Direction | Could you add 87 to every pixel coordinate in the entries, starting with the line with "Note: the class marks the snow bank" and going on through the end of the entries? Give all of those lines again, note lines included, with the changed coordinates in place.

Record set |
--- --- ---

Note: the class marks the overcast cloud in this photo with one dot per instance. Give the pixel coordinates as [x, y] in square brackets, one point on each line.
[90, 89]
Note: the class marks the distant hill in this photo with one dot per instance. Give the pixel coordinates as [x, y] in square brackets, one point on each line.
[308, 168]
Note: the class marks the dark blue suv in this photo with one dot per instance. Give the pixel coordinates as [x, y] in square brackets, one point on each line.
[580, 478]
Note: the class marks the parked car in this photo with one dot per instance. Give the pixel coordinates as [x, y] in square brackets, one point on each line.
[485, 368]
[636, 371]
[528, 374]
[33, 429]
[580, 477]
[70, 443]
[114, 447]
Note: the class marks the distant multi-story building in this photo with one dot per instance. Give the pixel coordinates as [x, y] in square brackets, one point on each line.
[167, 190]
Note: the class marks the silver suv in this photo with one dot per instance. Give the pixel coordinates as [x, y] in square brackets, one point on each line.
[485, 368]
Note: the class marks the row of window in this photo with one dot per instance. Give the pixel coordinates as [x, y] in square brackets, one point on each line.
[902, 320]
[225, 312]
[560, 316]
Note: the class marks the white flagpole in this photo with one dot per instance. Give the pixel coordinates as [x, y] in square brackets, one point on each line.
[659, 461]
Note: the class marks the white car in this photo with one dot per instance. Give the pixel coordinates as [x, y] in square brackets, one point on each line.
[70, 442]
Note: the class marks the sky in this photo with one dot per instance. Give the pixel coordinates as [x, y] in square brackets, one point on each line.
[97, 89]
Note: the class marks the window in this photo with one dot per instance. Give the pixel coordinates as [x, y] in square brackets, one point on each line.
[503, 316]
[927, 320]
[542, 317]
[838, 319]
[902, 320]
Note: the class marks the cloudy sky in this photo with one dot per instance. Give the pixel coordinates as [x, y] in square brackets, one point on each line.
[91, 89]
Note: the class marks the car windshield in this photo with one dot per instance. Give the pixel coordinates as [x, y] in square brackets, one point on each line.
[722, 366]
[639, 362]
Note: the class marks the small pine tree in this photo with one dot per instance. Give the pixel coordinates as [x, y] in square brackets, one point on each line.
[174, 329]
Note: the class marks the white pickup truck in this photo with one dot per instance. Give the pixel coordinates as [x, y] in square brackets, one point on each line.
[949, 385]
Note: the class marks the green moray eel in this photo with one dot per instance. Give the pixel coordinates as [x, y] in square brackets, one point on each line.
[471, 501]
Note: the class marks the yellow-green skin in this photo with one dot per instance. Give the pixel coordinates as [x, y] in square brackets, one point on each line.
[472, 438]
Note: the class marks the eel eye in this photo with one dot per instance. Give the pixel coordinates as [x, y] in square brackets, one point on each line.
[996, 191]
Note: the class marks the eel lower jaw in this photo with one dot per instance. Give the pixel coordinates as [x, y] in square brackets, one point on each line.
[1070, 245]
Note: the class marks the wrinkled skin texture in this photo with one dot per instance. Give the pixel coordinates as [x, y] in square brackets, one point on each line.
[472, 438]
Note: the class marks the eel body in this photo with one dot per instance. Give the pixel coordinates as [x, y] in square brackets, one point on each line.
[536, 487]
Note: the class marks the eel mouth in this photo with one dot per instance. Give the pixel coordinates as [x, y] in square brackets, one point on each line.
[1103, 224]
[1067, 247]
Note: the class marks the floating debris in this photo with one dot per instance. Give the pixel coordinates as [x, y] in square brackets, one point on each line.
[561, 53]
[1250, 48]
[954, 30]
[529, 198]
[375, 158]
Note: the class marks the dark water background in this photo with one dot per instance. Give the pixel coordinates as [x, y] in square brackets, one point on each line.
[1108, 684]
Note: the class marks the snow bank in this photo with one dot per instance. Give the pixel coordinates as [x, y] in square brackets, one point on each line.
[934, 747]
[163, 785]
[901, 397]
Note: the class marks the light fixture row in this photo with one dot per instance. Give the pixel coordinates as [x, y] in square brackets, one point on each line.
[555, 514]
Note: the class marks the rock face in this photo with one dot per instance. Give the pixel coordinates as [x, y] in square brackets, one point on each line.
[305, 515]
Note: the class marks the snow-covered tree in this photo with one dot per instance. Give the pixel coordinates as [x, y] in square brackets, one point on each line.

--- --- ---

Output below |
Note: the class marks the snow bank in this photo with one dot per instance. Give the pixel coordinates as [x, y] in square brackets, one point on each line.
[1021, 834]
[250, 872]
[988, 484]
Note: the class marks the light fixture row in this photo with one dot per instance. Give the pixel coordinates as [x, y] in square brackets, one point on each line.
[642, 601]
Note: the class marks the rock face in this photo with one dot per instance. Give the pixel coordinates as [x, y] in square brackets, one point on each line.
[392, 602]
Note: the class marks the snow-covered tree in this photo with one dot per instance. Give the pixel coordinates as [x, y] in square brackets, one point on each line.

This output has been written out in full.